======== Support présenté
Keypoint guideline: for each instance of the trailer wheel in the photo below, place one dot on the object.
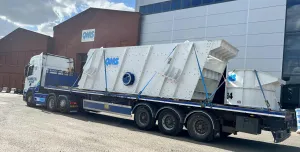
(51, 102)
(224, 134)
(63, 104)
(30, 100)
(200, 127)
(143, 118)
(169, 122)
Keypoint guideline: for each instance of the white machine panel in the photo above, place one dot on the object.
(244, 90)
(164, 70)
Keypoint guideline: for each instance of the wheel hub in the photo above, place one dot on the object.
(51, 103)
(168, 122)
(63, 103)
(29, 99)
(201, 127)
(144, 118)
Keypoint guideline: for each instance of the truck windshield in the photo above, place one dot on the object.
(28, 70)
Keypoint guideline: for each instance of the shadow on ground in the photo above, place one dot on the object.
(230, 143)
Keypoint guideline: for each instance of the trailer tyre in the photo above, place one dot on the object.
(63, 104)
(169, 122)
(51, 102)
(200, 127)
(30, 100)
(143, 118)
(224, 134)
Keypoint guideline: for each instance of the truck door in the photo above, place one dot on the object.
(33, 73)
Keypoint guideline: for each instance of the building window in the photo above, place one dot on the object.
(186, 3)
(175, 5)
(143, 10)
(208, 1)
(196, 3)
(149, 9)
(166, 6)
(157, 8)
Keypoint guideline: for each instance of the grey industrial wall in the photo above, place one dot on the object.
(255, 27)
(16, 49)
(113, 29)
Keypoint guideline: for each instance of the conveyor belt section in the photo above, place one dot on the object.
(263, 112)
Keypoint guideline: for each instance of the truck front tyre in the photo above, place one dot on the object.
(51, 103)
(200, 127)
(169, 122)
(143, 118)
(224, 134)
(63, 104)
(30, 100)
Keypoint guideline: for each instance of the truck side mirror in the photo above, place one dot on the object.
(26, 71)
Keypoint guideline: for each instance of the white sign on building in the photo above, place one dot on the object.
(88, 35)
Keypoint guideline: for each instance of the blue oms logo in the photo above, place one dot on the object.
(112, 61)
(31, 79)
(88, 35)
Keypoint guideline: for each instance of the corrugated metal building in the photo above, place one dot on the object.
(15, 51)
(95, 28)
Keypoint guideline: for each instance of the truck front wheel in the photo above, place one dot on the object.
(51, 103)
(30, 101)
(143, 118)
(200, 127)
(169, 122)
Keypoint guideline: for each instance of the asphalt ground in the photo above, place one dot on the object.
(35, 129)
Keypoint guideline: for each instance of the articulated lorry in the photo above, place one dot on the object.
(176, 85)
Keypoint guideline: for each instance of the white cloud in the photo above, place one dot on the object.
(44, 15)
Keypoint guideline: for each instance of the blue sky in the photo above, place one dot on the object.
(42, 15)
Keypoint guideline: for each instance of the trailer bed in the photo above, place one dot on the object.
(262, 112)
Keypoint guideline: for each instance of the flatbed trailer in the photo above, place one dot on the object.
(217, 120)
(50, 83)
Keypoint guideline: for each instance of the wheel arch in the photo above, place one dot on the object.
(151, 107)
(176, 110)
(211, 116)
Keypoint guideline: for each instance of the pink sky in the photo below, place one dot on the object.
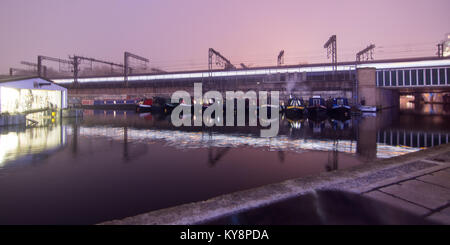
================
:: Consigne ::
Pouvez-vous restituer l'ensemble des enregistrements ci-dessus sous forme de liste numérotée, ligne par ligne, en omettant les lignes vides et sans reprendre les images ?

:: Corrigé ::
1. Keypoint guideline: for each instance of the trailer wheel in the photo below, place one dot on the object.
2. (51, 102)
3. (224, 134)
4. (63, 104)
5. (30, 100)
6. (200, 127)
7. (143, 118)
8. (169, 122)
9. Keypoint guideline: for each instance of the white machine panel in the photo above, place one dot on the object.
10. (244, 90)
11. (164, 70)
12. Keypoint guideline: for each instance of the wheel hub in the photo above, place one dot on the object.
13. (51, 103)
14. (168, 122)
15. (63, 103)
16. (29, 99)
17. (201, 127)
18. (144, 118)
19. Keypoint guideline: for each instance of the truck windshield in the photo above, place one dot on the object.
20. (28, 70)
21. Keypoint guideline: for each instance of the shadow on ground in the photo above, place one dot on the object.
22. (230, 143)
23. Keypoint guideline: for each instance of the trailer tyre in the photo above, place one dot on the object.
24. (63, 104)
25. (169, 122)
26. (51, 102)
27. (200, 127)
28. (30, 100)
29. (143, 118)
30. (224, 134)
31. Keypoint guideline: for each instance of the truck door in the photo above, place one dot on the object.
32. (33, 73)
33. Keypoint guideline: for each instance of the building window in the photo above, place one dot on the object.
34. (186, 3)
35. (175, 5)
36. (143, 10)
37. (208, 1)
38. (196, 3)
39. (149, 9)
40. (166, 6)
41. (157, 8)
42. Keypoint guideline: for each instance of the grey industrial wall in the photo above, place one dot on the object.
43. (255, 27)
44. (16, 49)
45. (113, 29)
46. Keypoint guideline: for each instance of the conveyor belt section in the photo above, place one dot on the object.
47. (263, 112)
48. Keypoint guideline: for each instance of the truck front tyre in the photo above, place one dot on the object.
49. (51, 103)
50. (200, 127)
51. (169, 122)
52. (143, 118)
53. (224, 134)
54. (63, 104)
55. (30, 100)
56. Keypoint guideline: for each instance of the truck side mirror in the photo above, place one dot on the object.
57. (26, 71)
58. Keypoint guideline: for each instance of the white sign on building in the photo above, place one dot on the object.
59. (88, 35)
60. Keypoint guideline: for each instance of the blue oms logo in the photo above, place one dot on the object.
61. (112, 61)
62. (31, 79)
63. (88, 35)
64. Keypoint guideline: for each instance of the corrugated metal building in the photo above, place one dot on the object.
65. (15, 51)
66. (95, 28)
67. Keypoint guideline: for each instance of the truck front wheel in the photo above, place one dot on the object.
68. (51, 103)
69. (30, 101)
70. (143, 118)
71. (200, 127)
72. (169, 122)
73. Keypoint guideline: for each instance of the asphalt ground in the photo above, place one dot on the object.
74. (35, 129)
75. Keypoint guideline: for each instance of the articulated lorry in the photo above, place one dot on the object.
76. (176, 85)
77. Keypoint guideline: for each instance of the white cloud in the photo above, place one dot on the object.
78. (44, 15)
79. Keypoint guideline: for each instance of the blue sky in the photo above, place one dot on the object.
80. (42, 15)
81. Keypoint guideline: for each instance of the trailer bed in the photo above, place one dot on the object.
82. (262, 112)
83. Keypoint guideline: for each instance of the flatbed trailer in the photo above, place one dot on the object.
84. (217, 120)
85. (50, 83)
86. Keypoint guideline: for each instance of the wheel arch in the photo above, place one dot on the object.
87. (151, 107)
88. (176, 110)
89. (211, 116)
90. Keypoint guideline: for each instance of the pink sky in the photo below, place one dot on the object.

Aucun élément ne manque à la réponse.